Task data

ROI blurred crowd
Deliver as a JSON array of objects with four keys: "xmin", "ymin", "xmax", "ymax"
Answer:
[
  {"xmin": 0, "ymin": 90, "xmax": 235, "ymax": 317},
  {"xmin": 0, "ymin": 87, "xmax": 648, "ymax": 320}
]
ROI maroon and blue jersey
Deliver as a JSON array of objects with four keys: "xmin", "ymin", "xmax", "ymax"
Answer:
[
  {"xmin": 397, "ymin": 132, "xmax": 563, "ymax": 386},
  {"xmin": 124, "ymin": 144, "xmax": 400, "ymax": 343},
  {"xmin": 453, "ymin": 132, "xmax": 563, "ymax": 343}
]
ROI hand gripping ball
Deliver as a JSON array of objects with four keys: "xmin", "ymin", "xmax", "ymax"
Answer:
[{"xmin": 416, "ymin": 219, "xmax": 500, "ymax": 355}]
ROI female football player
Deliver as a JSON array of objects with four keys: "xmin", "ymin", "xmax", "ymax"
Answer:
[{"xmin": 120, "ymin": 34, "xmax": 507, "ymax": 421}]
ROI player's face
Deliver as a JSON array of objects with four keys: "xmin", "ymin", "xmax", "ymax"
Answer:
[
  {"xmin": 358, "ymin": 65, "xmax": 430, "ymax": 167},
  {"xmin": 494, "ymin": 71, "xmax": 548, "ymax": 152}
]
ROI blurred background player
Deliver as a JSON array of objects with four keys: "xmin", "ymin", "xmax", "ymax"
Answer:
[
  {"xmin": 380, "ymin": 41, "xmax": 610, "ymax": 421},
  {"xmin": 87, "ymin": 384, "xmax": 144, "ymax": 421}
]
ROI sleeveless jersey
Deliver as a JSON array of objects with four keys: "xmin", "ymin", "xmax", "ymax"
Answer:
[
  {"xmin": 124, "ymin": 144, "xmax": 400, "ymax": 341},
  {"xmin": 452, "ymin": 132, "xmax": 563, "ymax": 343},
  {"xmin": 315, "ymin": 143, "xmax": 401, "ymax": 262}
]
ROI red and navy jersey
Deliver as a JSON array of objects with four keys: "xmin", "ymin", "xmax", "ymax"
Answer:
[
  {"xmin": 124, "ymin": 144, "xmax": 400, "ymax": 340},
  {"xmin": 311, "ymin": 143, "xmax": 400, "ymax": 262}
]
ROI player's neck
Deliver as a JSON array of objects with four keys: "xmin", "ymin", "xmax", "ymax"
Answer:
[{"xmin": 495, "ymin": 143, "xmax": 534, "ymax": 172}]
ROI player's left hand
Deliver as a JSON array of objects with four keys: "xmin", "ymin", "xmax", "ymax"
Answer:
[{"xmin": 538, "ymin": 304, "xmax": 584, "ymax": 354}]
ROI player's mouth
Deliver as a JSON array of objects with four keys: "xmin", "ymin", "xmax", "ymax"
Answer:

Work to be completed
All lines above containing the string "player" are to be collected.

Output of the exercise
ROI female football player
ROI player's face
ROI blurred background player
ROI player's neck
ROI player's left hand
ROI player's mouth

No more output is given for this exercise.